■ WHAT THE TASK ASKS: Identify every line of the records below that contains the word "positive", treating uppercase and lowercase letters as distinct, and copy each such line.

■ Saved data entries:
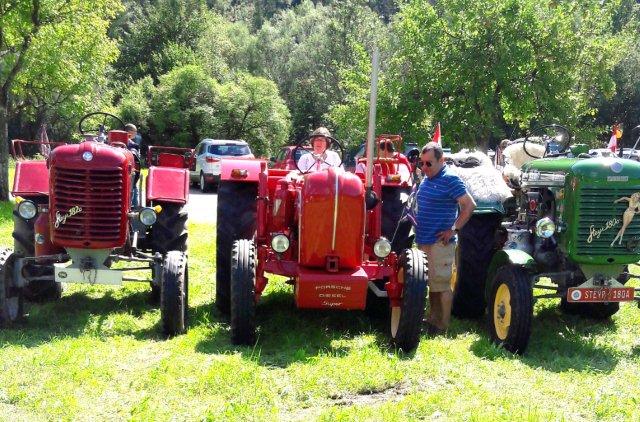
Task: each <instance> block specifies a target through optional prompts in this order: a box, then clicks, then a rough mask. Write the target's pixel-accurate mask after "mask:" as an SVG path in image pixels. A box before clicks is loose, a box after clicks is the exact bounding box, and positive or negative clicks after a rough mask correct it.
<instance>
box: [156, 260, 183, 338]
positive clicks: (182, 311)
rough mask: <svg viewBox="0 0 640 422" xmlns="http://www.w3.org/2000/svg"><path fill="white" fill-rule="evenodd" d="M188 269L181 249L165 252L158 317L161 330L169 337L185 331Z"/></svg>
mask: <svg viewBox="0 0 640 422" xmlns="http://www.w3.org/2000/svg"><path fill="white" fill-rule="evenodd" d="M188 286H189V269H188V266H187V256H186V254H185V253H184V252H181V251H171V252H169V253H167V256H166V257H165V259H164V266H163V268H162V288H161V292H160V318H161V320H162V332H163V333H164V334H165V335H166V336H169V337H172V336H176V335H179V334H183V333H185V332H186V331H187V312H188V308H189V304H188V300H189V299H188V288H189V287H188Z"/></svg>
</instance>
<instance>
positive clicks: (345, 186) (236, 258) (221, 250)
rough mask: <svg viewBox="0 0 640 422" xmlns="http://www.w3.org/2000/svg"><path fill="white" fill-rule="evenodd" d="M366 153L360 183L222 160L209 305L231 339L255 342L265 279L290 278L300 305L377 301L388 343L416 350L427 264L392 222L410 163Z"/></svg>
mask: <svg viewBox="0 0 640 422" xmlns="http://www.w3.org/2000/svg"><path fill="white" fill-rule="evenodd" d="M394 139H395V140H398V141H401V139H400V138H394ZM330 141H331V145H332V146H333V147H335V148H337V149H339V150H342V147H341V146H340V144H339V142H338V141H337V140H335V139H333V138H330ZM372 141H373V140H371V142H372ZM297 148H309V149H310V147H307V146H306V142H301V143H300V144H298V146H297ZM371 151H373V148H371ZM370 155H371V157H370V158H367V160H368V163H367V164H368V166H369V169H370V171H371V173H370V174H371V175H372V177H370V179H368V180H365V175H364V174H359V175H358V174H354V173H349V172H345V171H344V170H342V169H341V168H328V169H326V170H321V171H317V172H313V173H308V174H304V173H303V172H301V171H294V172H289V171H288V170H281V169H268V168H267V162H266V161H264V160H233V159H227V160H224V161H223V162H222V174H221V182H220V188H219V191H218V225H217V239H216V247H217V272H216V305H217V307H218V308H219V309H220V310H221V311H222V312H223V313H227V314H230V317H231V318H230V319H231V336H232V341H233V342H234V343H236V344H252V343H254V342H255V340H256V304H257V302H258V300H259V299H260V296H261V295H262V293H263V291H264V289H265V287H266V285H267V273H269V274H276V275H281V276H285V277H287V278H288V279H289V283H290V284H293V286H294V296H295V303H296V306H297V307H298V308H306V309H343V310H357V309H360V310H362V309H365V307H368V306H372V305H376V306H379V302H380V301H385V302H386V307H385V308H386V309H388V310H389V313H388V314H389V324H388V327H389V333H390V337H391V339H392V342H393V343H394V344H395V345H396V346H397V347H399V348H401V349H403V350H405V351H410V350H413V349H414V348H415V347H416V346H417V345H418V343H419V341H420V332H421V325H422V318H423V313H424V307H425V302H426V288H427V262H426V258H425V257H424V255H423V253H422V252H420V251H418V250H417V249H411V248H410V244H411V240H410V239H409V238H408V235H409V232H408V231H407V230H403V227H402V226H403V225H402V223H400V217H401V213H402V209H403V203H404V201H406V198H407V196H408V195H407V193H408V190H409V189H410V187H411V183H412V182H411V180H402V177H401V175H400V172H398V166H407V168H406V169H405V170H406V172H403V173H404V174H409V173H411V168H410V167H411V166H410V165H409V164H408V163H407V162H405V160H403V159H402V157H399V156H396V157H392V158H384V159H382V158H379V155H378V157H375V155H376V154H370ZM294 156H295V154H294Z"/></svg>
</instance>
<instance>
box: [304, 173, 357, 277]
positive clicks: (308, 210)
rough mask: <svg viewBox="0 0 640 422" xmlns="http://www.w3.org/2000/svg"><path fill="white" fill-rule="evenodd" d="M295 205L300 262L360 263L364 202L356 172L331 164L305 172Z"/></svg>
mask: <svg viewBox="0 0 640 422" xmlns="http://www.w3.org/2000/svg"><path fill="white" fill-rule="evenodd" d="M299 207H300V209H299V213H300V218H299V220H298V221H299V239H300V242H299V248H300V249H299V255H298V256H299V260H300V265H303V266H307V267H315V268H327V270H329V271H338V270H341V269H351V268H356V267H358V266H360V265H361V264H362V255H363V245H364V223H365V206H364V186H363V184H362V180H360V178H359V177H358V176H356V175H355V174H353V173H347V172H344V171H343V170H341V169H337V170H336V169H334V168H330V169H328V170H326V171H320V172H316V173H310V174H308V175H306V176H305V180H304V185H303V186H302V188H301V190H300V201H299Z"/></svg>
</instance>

■ SOLVED PROBLEM:
Task: each <instance> block specifies a target through optional prompts in this order: a box, then clicks, then a rough mask. Write the target's pixel-accurate mask after "mask:" as an SVG path in image pixels. A box before clicks is loose, a box after clicks is the exact bounding box, and positive or negative clicks after a rough mask correct it.
positive clicks: (182, 311)
positive clicks: (345, 186) (236, 258) (221, 250)
positive clicks: (308, 210)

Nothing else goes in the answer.